> _Obiettivo A_: Nel testo sull'indipendenza congolese, chi era il comandante in capo della Force Publique?
> _Obiettivo B_: Prosegui il testo sull'indipendenza congolese, riprendendo subito dopo la sua ultima frase.

> _Testo mostrato_:
⁂

Patrice Lumumba fu la figura politica chiave dell’indipendenza congolese. Il leader dell’MNC, oltre ad aver ottenuto il seggio di primo ministro, aveva ottenuto anche il portafoglio della Difesa Nazionale. Un passaggio molto importante per comprendere gli avvenimenti che, nel giro di poche ore dalla proclamazione dell’indipendenza, avrebbero portato disordine e instabilità in tutto il Paese. Sebbene il Congo fosse uno stato sovrano, l’economia e anche le forze armate erano ancora sotto controllo del Belgio e il comandante in capo della Force Publique era il generale Janssens.

Quando, nei primi di luglio, il parlamento del neonato stato decise che i rappresentanti politici avessero diritto a un indennizzo di 500’000 franchi, il Congo iniziò a vacillare sui suoi fragili piedi di argilla.

La disposizione ebbe due drammatiche conseguenze: la prima fu l’aumento del prelievo fiscale nelle province del Kasai e del Katanga, la seconda fu l’ammutinamento dell’esercito. Dal momento che i militari erano stati esclusi da questo rimborso, questi si ribellarono, aggredirono gli ufficiali, occuparono le caserme e sfogarono la loro rabbia contro gli occidentali e contro i politici dell’MNC.

⁂

> _Estratti dei record_:
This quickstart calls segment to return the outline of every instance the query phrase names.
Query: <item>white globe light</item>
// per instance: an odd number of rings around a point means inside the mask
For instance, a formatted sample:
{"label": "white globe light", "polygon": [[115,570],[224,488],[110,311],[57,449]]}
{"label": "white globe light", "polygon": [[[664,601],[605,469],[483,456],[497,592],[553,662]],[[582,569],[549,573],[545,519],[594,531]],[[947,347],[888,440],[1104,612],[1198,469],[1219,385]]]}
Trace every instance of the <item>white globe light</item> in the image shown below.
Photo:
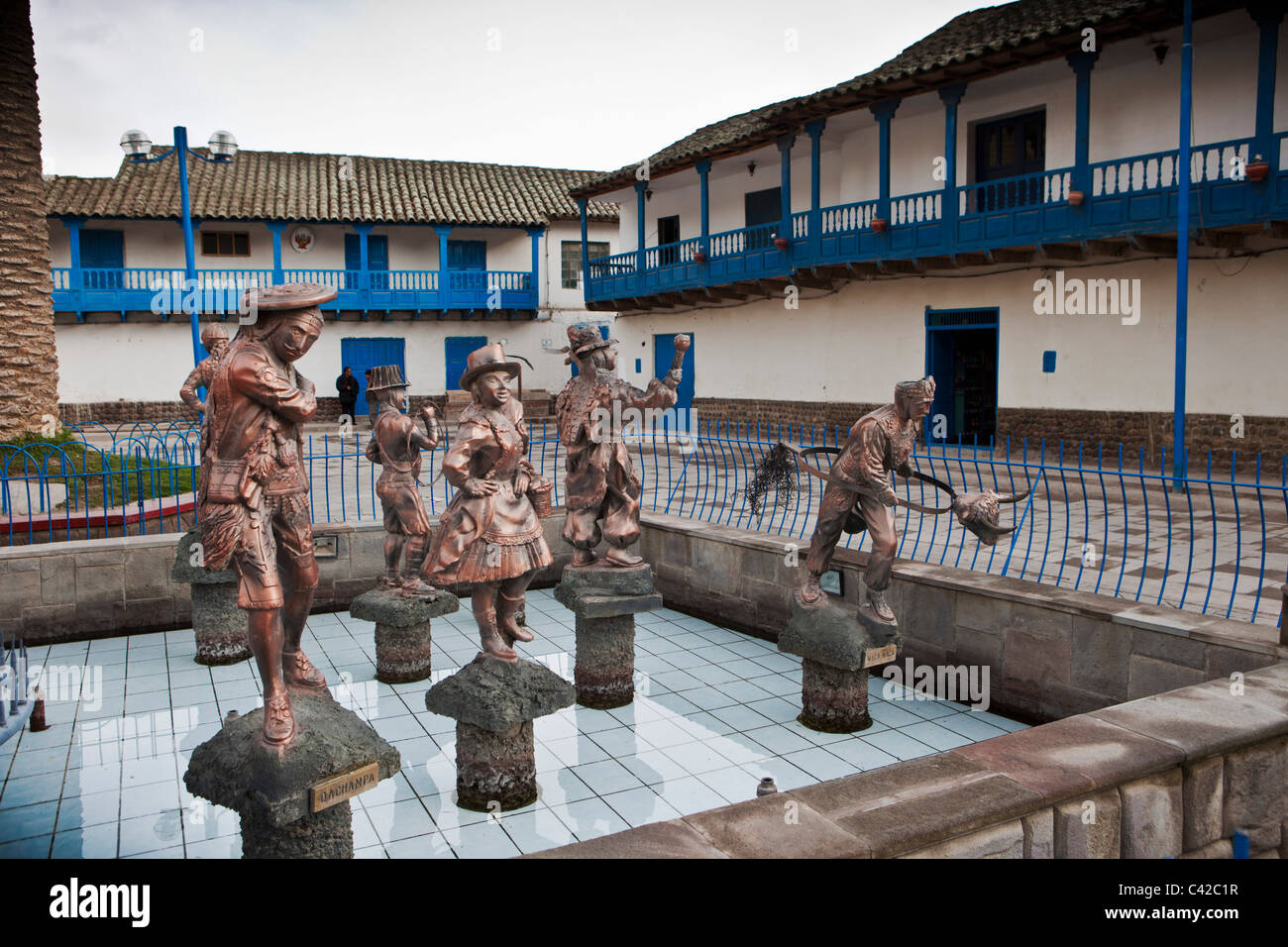
{"label": "white globe light", "polygon": [[232,131],[211,131],[206,144],[210,146],[210,153],[215,157],[232,157],[237,153],[237,139],[233,138]]}
{"label": "white globe light", "polygon": [[130,157],[143,157],[152,151],[152,139],[147,137],[146,131],[130,129],[121,135],[121,151]]}

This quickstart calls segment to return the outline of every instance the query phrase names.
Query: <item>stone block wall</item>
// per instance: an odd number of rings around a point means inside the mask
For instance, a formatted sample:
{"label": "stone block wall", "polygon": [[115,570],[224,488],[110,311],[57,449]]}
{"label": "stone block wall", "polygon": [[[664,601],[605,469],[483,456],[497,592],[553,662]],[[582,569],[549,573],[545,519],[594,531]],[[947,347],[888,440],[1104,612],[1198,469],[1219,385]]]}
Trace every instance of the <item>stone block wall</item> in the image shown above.
{"label": "stone block wall", "polygon": [[[777,640],[808,546],[645,513],[643,554],[667,604]],[[795,562],[796,564],[792,564]],[[842,597],[858,606],[867,553],[840,549]],[[896,562],[887,593],[903,656],[978,666],[990,709],[1054,720],[1288,660],[1269,625],[1182,612],[945,566]]]}
{"label": "stone block wall", "polygon": [[[537,588],[555,584],[572,559],[572,549],[559,539],[562,512],[544,522],[555,563],[536,575]],[[35,646],[189,627],[189,586],[170,577],[180,536],[0,549],[0,634]],[[334,557],[318,557],[313,611],[345,609],[384,572],[384,526],[314,523],[313,537],[319,548],[334,540],[336,550]]]}
{"label": "stone block wall", "polygon": [[1284,662],[526,857],[1227,858],[1235,830],[1288,858]]}

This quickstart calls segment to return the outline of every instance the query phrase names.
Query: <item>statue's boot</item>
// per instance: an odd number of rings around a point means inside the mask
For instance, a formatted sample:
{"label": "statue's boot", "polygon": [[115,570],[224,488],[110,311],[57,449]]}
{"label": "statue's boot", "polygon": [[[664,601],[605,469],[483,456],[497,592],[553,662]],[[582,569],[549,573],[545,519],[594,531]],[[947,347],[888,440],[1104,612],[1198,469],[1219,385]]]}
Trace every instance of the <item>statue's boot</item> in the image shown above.
{"label": "statue's boot", "polygon": [[282,652],[282,676],[287,687],[298,687],[301,691],[326,691],[326,676],[313,666],[303,651]]}
{"label": "statue's boot", "polygon": [[474,618],[479,624],[479,647],[483,648],[484,655],[500,661],[519,660],[519,656],[505,643],[505,639],[501,638],[501,633],[496,627],[495,608],[475,608]]}
{"label": "statue's boot", "polygon": [[507,644],[514,644],[515,642],[531,642],[536,639],[536,635],[523,627],[518,621],[518,615],[523,611],[524,594],[520,591],[518,598],[510,598],[504,591],[497,595],[496,603],[496,624],[505,635]]}
{"label": "statue's boot", "polygon": [[872,606],[872,611],[877,613],[881,621],[894,621],[894,609],[890,608],[890,603],[885,600],[885,590],[868,590],[868,604]]}
{"label": "statue's boot", "polygon": [[411,575],[402,580],[403,598],[437,598],[440,590],[429,582],[422,582],[419,576]]}
{"label": "statue's boot", "polygon": [[644,557],[634,555],[632,553],[627,553],[625,549],[612,546],[607,553],[604,553],[604,562],[612,566],[639,566],[644,562]]}
{"label": "statue's boot", "polygon": [[295,716],[291,714],[291,698],[285,693],[264,701],[264,746],[282,749],[295,737]]}
{"label": "statue's boot", "polygon": [[827,593],[823,591],[823,586],[818,584],[818,576],[813,572],[806,572],[805,581],[796,589],[796,600],[808,607],[817,606],[826,598]]}

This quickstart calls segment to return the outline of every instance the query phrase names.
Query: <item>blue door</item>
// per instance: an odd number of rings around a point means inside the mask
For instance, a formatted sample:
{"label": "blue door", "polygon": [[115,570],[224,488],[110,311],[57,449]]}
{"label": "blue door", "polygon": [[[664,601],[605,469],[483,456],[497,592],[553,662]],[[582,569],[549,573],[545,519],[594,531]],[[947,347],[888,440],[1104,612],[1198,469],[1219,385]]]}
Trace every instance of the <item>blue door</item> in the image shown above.
{"label": "blue door", "polygon": [[[398,370],[407,378],[407,366],[403,363],[403,350],[406,339],[340,339],[340,367],[336,375],[344,371],[344,366],[353,368],[353,376],[358,379],[358,403],[355,411],[362,415],[367,410],[367,368],[377,365],[397,365]],[[322,381],[314,383],[318,388]],[[326,394],[335,397],[335,381],[328,380],[326,385],[330,390]]]}
{"label": "blue door", "polygon": [[[358,289],[354,271],[362,269],[362,238],[357,233],[344,234],[344,277],[346,290]],[[389,289],[389,237],[367,234],[367,272],[371,273],[371,289]]]}
{"label": "blue door", "polygon": [[116,290],[121,287],[125,268],[125,233],[121,231],[81,231],[80,236],[85,289]]}
{"label": "blue door", "polygon": [[[666,375],[671,371],[671,362],[675,359],[675,332],[668,335],[654,335],[653,336],[653,354],[654,354],[654,367],[653,374],[656,378],[666,380]],[[680,371],[684,372],[684,378],[680,380],[680,387],[675,390],[675,419],[677,424],[667,423],[667,430],[688,430],[696,432],[697,425],[693,423],[693,332],[685,332],[689,336],[689,350],[684,353],[684,365],[680,366]]]}
{"label": "blue door", "polygon": [[[929,443],[992,447],[997,433],[997,309],[927,309]],[[939,434],[939,437],[936,437]]]}
{"label": "blue door", "polygon": [[450,390],[461,387],[461,375],[465,374],[465,357],[484,345],[487,345],[486,335],[450,335],[443,339],[443,352],[447,356],[444,379]]}

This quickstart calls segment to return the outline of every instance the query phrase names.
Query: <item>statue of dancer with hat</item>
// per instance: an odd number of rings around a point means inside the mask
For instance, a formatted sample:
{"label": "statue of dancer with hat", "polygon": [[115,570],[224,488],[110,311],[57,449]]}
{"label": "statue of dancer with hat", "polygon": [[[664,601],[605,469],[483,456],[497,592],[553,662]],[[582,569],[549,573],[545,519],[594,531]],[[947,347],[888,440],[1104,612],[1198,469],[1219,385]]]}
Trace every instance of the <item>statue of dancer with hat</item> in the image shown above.
{"label": "statue of dancer with hat", "polygon": [[[920,381],[900,381],[894,388],[894,403],[863,415],[850,428],[841,455],[832,464],[831,474],[836,479],[823,490],[805,573],[796,590],[802,606],[824,599],[819,579],[832,563],[841,532],[859,532],[866,527],[872,540],[868,567],[863,573],[868,606],[881,621],[895,620],[885,599],[899,540],[894,527],[898,497],[890,483],[890,472],[900,477],[912,475],[908,459],[917,445],[921,419],[930,414],[934,399],[934,378],[927,375]],[[841,481],[858,490],[846,487]]]}
{"label": "statue of dancer with hat", "polygon": [[197,367],[188,372],[187,380],[179,388],[179,399],[198,415],[206,412],[206,406],[201,401],[201,396],[197,394],[197,389],[210,388],[210,383],[215,378],[215,366],[219,365],[219,357],[228,349],[228,332],[218,322],[211,322],[201,330],[201,344],[206,347],[206,352],[210,354],[202,358],[197,363]]}
{"label": "statue of dancer with hat", "polygon": [[675,336],[671,371],[662,380],[652,379],[648,390],[617,378],[614,345],[617,339],[604,339],[594,326],[568,326],[568,347],[560,349],[568,353],[564,365],[576,363],[578,372],[555,399],[559,439],[568,451],[562,535],[576,549],[573,566],[596,562],[600,540],[608,540],[604,562],[609,566],[644,562],[629,551],[640,537],[641,481],[617,425],[627,408],[675,406],[689,336]]}
{"label": "statue of dancer with hat", "polygon": [[206,567],[237,572],[264,684],[261,740],[281,752],[295,737],[289,689],[327,693],[300,649],[318,582],[300,428],[317,393],[294,363],[317,341],[318,305],[336,291],[286,283],[250,294],[256,318],[238,329],[206,396],[197,509]]}
{"label": "statue of dancer with hat", "polygon": [[422,572],[434,585],[474,586],[483,653],[515,661],[511,646],[533,639],[518,621],[528,582],[554,562],[538,514],[550,512],[553,484],[527,459],[523,402],[506,384],[519,374],[519,363],[492,344],[471,352],[465,365],[461,388],[473,399],[443,457],[443,475],[457,493],[439,521]]}
{"label": "statue of dancer with hat", "polygon": [[[371,428],[366,456],[380,464],[376,496],[385,514],[385,575],[377,588],[401,589],[406,598],[429,598],[434,586],[420,577],[429,548],[429,517],[420,499],[420,452],[438,447],[438,411],[426,403],[420,416],[425,433],[403,414],[408,407],[407,381],[397,365],[371,370],[367,390],[376,396],[379,414]],[[399,560],[402,572],[399,573]]]}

⁂

> _Risposta A_: Il generale Janssens.

> _Risposta B_:
Per affrontare tale situazione, il 6 luglio Lumumba intervenne commettendo forse il più grave errore del suo mandato politico: distrusse infatti con le sue riforme una delle più solide istituzioni del neonato stato, l’esercito appunto, e promosse Mobuto Sese Seko, l’uomo che da lì a poco l’avrebbe spodestato e ucciso.

I provvedimenti che adottò Lumumba furono privi di qualsiasi pragmatismo. Il premier promise infatti l’avanzamento di grado di ogni soldato, destituì Janssens e promosse Mobutu a capo di Stato Maggiore e poi africanizzò l’esercito cambiandogli il nome in  “Armata  Nazionale Congolese”. La Forza militare, che per la sua disciplina aveva avuto notevoli successi durante le due guerre mondiali, venne trasformata in una masnada indisciplinata di uomini armati. Il Congo si affacciava alla storia senza più un esercito compatto ed efficiente. Intanto iniziarono a verificarsi episodi di violenza contro gli ex coloni e gli occidentali presenti nel Paese. Il 9 luglio, a Elisabethville, odierna Lubumbashi, venne ucciso il viceconsole italiano Tito Spoglia, 37 anni, e oltre  30’000 cittadini belgi, all’indomani, lasciarono il Paese. Il nuovo stato, dopo una settimana dalla sua nascita, si trovava quindi in una situazione molto difficile, senza un esercito disciplinato e leale e con un sistema economico ancora incerto.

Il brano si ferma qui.